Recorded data
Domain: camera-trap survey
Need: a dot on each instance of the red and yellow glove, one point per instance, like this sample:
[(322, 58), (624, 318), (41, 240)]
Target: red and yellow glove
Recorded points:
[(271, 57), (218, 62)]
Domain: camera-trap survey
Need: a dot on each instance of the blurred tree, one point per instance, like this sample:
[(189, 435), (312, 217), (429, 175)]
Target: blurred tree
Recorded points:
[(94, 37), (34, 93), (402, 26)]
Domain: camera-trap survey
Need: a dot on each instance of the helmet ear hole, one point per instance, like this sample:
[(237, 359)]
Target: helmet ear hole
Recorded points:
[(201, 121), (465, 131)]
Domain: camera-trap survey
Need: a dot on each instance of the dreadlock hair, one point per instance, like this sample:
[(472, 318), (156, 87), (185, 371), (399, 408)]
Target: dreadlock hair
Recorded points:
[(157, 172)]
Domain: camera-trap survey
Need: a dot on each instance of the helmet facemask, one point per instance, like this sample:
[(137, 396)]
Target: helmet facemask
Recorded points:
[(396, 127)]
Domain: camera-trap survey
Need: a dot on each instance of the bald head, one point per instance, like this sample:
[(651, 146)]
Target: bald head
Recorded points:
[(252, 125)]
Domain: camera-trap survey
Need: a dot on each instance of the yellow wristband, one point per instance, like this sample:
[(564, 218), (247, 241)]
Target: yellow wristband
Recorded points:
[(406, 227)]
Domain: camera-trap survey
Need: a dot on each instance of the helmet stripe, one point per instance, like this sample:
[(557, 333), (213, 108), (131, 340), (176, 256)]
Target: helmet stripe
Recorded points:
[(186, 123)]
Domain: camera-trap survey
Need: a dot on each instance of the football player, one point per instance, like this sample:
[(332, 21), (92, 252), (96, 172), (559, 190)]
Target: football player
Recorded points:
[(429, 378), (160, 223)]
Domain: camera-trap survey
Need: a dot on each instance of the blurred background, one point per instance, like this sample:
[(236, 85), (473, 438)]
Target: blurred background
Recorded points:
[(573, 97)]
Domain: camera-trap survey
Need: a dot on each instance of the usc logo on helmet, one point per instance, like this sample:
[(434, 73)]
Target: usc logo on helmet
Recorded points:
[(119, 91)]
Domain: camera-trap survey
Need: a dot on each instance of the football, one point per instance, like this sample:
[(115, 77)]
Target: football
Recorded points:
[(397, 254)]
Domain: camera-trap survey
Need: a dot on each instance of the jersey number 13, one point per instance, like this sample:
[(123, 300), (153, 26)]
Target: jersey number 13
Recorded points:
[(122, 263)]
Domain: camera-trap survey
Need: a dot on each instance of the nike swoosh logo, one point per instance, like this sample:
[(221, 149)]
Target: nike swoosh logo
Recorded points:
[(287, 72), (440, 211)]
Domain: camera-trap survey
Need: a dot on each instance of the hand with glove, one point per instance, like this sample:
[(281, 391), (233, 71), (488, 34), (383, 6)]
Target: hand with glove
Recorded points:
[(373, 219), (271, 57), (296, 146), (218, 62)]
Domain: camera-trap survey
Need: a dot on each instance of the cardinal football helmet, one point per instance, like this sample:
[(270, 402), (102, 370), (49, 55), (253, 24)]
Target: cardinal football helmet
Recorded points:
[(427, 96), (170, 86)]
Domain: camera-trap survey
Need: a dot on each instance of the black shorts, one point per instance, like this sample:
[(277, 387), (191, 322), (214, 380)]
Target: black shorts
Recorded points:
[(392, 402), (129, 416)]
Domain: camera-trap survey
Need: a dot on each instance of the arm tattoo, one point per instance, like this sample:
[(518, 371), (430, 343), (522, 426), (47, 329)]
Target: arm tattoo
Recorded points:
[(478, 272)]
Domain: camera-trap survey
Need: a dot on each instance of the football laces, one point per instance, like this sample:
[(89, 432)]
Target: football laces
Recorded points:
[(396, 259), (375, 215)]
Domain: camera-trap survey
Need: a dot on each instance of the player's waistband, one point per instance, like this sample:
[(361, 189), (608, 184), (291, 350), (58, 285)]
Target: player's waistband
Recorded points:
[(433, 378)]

● Set task
Write out every one of the lines above without changing anything.

● Full response
Domain: camera-trap survey
Need: a dot on each instance of the red and yellow glove, one point per instance, like this sample:
[(322, 58), (624, 318), (41, 240)]
Target: red and yellow glove
Recorded points:
[(271, 57), (218, 62)]
Domain: camera-trap survey
Need: a dot on each instance of the blurred tree, one point per instance, like this sample:
[(189, 435), (312, 217), (429, 175)]
Target: blurred tree
Recorded points:
[(94, 37), (34, 93), (402, 26)]
Domain: camera-trap survey
Need: a dot on each instance of the helmet ear hole, one point per instance, like this sample:
[(237, 359)]
Target: helmet ear hole
Recorded points:
[(201, 121), (465, 131)]
Domain: camera-trap survey
Need: a dot on each instance of the dreadlock hair, one point per instance, like this sample:
[(472, 318), (156, 87), (185, 371), (399, 408)]
Target: dreadlock hair
Recorded points:
[(157, 172)]
Domain: camera-trap survey
Need: a dot on each instance of the helmet facemask, one point per instance, like this sample:
[(137, 396)]
Target: helmet facemask
Recorded points:
[(396, 127)]
Domain: camera-trap survey
Need: a dot on each instance of the bald head, one point per instance, like this sample:
[(651, 146)]
Target: bald head
Recorded points:
[(252, 125)]
Domain: camera-trap survey
Need: a dot on each instance of the yellow wristband, one point per instance, like this sample:
[(564, 218), (247, 241)]
Target: yellow wristband
Recorded points:
[(406, 227)]
Domain: camera-trap survey
Need: a dot on each instance of the helmet stripe, one point per instance, like this sample:
[(557, 333), (213, 108), (131, 340), (176, 256)]
Target: helmet stripe
Recorded points:
[(186, 123)]
Domain: camera-trap survey
Need: a dot on each instance of the football player, one point per instance, like this sample:
[(332, 21), (92, 252), (96, 172), (559, 190)]
Target: football player
Recorded points:
[(429, 378), (160, 223)]
Domain: camera-trap survey
Need: a dot on each instance of the blurred background, one point per instance, like this sample:
[(236, 85), (473, 438)]
Target: blurred background
Recorded points:
[(573, 97)]
Domain: camera-trap survey
Need: a dot on each instance of the usc logo on helmet, one point per instance, like this sample:
[(434, 73)]
Target: usc logo on helmet
Recorded points:
[(119, 91)]
Domain: camera-trap survey
Need: a dot on each instance of the football, one point per instance, like this sample:
[(115, 77)]
Target: football
Recorded points:
[(397, 254)]
Domain: camera-trap survey
Need: a dot on each instance of the jersey number 13, one point per instance, like this sample:
[(123, 300), (153, 26)]
Target: jersey number 13
Recorded points:
[(122, 263)]
Domain: camera-trap survey
Need: a dot on each instance of the nike swoosh logo, one point per instance, like this sample:
[(221, 149)]
Target: nike swoosh logo
Recorded points:
[(287, 72), (440, 211)]
Domain: camera-trap survey
Need: a dot on each instance of the hand with glove, one point per instance, like this sample:
[(281, 391), (233, 71), (488, 34), (383, 6)]
Target: hand with glove
Recorded points:
[(373, 219), (271, 57), (296, 146), (218, 62)]
Domain: camera-trap survey
Need: a dot on each instance of the cardinal football helmet, one point per instance, like this sample:
[(270, 402), (102, 370), (49, 55), (253, 24)]
Target: cardinal football helmet
Recorded points:
[(427, 96), (170, 86)]
Domain: camera-trap survey
Need: a dot on each instance of the black shorts, one point per instance, like this sample:
[(277, 387), (191, 322), (214, 380)]
Target: black shorts
Recorded points:
[(392, 402), (129, 416)]
Domain: camera-trap survey
Need: a dot on each instance of the arm tattoo, one point per instance, like this sample:
[(518, 371), (430, 343), (522, 426), (47, 329)]
Target: arm tattoo
Recorded points:
[(478, 272)]
Domain: camera-trap survey
Need: a dot on each instance of the football laces, one point per instance, like this sample:
[(89, 432)]
Target: football laces
Recorded points:
[(396, 259), (375, 215)]
Domain: camera-trap survey
Need: a dot on each instance of the player's waistband, one point per instance, like this sample:
[(361, 189), (608, 184), (291, 350), (58, 285)]
Target: player's waistband
Recorded points:
[(433, 378)]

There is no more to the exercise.